◆ **Given instruction**: In the text below on voting after the storm, what reason does it give for corporations such as PepsiCo sending relief? Answer in one to three sentences.

◆ **Reading text**:
These are the kind of issues that plague the minds of residents hardest hit by the storm. Private households and small businesses in the Tri-state area, each in their own communities, have come out to offer help to their fellow residents. Corporations such as PepsiCo have stepped into the spotlight to send relief in the form of food and beverages, no doubt hoping to also build good brand support. But what can be done for the voting public as of now?
Those that still want to vote need to get the word out. If you have internet, radio or television, tell your neighbors. Tell your friends and family. Make sure that those who wish to vote know how, and that they have choices and options. Those that need to know where their voting sites have been re-located to can text “NYCVOTES” to 877-877 or “Donde” to the same number in Spanish.
For those who cannot reach their designated polling places, they are encouraged to go to their local Board of Elections Building. The Board of Elections buildings for each borough is as follows:
Bronx: 1780 Grand Concourse, 5th floor
Brooklyn: 345 Adams Street, 4th floor
Manhattan 450 West 33rd Street, 10th floor (temporary BOE office)

◆ **Data excerpts**:
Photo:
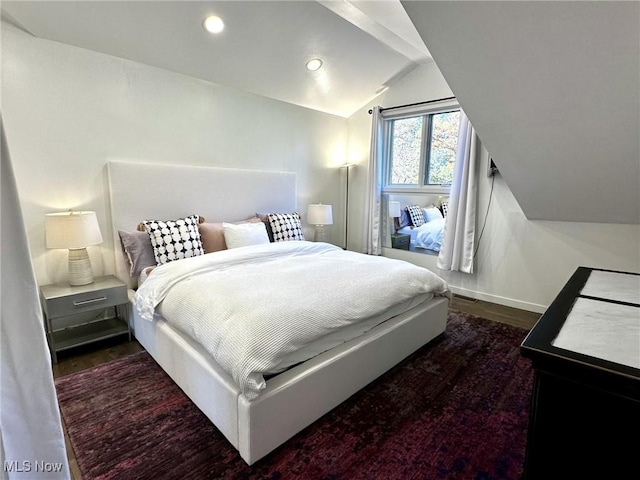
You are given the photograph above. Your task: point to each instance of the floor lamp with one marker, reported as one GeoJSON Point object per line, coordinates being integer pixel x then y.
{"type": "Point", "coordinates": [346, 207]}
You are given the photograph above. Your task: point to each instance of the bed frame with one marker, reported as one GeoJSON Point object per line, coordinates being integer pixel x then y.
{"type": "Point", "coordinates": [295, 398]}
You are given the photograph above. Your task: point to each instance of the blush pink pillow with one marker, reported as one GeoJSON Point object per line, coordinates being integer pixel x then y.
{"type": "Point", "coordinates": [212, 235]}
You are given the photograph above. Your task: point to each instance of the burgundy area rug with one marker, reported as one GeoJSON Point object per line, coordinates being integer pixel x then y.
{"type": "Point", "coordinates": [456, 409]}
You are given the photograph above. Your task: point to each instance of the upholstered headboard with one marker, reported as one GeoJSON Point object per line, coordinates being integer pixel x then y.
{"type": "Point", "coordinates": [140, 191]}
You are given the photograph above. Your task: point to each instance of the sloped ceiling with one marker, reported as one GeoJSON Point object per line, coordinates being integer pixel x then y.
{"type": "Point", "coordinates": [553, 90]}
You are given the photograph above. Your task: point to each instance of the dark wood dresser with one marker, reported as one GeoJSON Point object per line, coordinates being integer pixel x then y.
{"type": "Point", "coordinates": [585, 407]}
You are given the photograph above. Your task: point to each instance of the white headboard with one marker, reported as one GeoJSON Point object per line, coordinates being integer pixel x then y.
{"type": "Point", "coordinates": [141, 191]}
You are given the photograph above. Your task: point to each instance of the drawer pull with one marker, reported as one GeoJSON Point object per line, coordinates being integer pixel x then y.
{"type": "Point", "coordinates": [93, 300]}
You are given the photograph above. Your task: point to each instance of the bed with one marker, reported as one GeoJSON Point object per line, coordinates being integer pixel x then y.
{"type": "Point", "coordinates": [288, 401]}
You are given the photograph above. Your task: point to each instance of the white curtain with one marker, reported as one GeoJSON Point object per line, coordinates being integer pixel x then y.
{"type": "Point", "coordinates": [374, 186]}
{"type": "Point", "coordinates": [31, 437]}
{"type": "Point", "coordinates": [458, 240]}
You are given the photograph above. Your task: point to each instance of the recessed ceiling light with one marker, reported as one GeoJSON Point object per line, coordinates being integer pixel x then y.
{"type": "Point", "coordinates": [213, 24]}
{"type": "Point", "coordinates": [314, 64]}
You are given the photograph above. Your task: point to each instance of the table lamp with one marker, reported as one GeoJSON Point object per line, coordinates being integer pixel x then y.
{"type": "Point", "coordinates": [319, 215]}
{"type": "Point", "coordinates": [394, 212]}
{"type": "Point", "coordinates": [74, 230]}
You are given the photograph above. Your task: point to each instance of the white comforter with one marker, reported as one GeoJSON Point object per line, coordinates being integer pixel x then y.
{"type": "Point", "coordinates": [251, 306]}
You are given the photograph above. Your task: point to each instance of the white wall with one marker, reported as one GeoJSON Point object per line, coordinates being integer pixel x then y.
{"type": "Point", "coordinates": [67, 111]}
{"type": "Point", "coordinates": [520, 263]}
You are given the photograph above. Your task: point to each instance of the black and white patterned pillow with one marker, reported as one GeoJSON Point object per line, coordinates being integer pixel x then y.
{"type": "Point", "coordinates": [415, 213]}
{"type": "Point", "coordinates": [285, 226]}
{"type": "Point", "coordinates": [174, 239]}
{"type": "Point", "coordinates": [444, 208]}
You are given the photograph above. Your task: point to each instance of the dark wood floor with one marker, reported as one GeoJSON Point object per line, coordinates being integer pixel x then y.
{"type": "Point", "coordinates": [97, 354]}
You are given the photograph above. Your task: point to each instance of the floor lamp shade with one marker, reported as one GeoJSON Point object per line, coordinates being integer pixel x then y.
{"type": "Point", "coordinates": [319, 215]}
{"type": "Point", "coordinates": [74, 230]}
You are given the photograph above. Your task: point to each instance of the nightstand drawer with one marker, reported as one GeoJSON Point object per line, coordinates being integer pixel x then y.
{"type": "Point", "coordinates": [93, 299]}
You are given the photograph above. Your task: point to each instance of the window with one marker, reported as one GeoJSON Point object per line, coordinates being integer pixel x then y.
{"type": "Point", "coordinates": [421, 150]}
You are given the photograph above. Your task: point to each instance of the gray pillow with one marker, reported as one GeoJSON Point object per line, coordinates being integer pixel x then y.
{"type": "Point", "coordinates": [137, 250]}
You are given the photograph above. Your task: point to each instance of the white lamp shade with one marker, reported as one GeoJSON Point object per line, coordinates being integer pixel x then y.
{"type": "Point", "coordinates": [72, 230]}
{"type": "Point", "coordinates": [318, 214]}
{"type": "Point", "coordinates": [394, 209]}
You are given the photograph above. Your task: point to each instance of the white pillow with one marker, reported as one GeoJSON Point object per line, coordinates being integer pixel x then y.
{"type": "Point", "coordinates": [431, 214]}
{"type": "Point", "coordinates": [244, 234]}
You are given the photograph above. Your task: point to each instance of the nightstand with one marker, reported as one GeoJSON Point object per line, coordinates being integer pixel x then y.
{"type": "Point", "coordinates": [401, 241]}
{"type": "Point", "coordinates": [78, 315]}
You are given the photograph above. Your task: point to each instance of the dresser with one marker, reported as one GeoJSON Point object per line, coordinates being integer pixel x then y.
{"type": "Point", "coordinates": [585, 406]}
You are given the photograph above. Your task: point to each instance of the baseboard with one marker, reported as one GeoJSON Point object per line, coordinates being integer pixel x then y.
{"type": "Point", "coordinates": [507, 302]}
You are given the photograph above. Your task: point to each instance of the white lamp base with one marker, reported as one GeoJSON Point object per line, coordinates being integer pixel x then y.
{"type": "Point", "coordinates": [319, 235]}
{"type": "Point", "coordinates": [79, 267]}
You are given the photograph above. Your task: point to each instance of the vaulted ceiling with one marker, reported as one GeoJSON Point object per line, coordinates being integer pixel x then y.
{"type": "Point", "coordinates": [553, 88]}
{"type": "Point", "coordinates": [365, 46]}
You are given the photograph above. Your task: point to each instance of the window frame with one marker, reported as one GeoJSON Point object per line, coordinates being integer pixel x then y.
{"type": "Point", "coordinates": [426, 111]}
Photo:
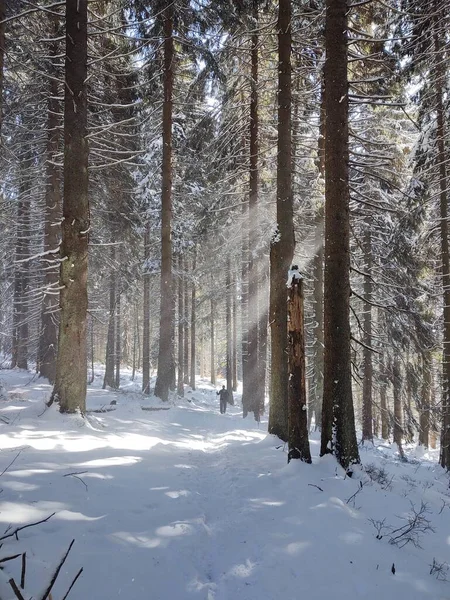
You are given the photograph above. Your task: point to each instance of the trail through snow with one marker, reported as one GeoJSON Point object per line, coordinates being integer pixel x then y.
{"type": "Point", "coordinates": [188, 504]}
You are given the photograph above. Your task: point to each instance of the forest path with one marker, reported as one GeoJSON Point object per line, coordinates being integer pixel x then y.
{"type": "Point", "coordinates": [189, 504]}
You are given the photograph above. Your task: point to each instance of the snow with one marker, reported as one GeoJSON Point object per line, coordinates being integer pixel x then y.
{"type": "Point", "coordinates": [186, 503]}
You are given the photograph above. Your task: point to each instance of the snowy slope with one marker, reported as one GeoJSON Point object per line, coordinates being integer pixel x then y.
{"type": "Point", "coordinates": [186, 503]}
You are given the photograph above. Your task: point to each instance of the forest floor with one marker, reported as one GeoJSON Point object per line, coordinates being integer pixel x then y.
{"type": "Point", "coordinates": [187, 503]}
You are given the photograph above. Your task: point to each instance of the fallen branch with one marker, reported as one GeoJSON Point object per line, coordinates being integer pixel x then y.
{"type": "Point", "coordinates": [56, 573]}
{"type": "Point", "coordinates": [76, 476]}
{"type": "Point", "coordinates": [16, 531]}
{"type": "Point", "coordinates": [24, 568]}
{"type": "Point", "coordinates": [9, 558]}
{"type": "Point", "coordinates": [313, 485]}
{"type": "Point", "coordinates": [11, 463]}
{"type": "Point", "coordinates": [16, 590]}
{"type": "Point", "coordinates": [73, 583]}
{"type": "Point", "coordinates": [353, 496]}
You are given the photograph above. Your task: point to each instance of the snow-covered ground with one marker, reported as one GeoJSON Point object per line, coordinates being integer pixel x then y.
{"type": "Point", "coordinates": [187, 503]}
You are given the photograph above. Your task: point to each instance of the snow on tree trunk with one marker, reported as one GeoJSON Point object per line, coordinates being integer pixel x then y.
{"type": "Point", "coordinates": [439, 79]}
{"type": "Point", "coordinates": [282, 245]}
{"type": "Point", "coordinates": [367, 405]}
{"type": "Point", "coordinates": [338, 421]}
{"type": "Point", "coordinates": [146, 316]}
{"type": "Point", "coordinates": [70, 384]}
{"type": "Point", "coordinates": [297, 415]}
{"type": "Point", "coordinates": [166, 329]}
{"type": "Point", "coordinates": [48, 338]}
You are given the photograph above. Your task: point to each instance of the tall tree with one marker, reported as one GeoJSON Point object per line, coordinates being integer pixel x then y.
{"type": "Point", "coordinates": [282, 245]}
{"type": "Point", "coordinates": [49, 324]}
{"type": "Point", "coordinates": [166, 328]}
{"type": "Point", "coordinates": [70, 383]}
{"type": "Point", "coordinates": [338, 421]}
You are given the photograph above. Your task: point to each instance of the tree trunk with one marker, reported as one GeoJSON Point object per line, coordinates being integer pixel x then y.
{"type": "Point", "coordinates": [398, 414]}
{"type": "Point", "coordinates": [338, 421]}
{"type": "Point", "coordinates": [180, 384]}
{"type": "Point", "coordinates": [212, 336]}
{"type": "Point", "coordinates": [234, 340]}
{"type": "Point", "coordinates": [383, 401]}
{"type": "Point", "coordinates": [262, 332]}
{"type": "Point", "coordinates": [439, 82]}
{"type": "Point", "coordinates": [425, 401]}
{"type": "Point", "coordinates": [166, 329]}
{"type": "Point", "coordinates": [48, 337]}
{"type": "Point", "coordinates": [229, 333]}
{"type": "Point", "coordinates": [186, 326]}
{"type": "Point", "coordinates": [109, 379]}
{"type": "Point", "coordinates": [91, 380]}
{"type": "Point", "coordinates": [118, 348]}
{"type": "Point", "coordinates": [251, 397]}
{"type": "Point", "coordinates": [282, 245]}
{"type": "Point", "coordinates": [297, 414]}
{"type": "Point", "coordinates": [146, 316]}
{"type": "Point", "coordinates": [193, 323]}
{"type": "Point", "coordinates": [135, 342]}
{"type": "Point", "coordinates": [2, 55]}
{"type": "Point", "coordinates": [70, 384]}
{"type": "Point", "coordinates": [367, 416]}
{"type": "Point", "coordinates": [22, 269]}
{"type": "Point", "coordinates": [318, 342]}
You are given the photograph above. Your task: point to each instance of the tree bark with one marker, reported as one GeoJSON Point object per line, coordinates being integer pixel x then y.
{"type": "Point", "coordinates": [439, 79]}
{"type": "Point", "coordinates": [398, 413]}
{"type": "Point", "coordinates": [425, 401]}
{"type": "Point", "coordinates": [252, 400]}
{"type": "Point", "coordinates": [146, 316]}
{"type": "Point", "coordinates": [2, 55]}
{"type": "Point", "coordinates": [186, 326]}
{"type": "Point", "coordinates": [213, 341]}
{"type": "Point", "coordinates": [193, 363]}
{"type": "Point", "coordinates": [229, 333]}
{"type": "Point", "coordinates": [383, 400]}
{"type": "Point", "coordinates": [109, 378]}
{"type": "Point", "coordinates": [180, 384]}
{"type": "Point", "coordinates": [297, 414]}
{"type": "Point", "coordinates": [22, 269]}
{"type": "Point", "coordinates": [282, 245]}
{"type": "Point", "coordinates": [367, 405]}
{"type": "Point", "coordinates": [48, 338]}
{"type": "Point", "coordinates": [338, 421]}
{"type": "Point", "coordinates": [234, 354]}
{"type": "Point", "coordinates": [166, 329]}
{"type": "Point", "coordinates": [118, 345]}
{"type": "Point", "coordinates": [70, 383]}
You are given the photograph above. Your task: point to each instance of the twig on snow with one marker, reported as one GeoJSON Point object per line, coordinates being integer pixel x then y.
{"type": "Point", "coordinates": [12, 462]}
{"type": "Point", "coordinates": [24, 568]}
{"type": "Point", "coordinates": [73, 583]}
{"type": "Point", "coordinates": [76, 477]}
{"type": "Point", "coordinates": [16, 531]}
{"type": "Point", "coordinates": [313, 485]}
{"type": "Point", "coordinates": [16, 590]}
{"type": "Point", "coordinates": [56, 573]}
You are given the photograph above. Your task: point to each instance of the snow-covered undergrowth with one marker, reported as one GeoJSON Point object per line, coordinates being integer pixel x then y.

◆ **Task result**: The text says corporations such as PepsiCo send relief in the form of food and beverages while "no doubt hoping to also build good brand support." Alongside the help itself, the relief is meant to win goodwill for their brands.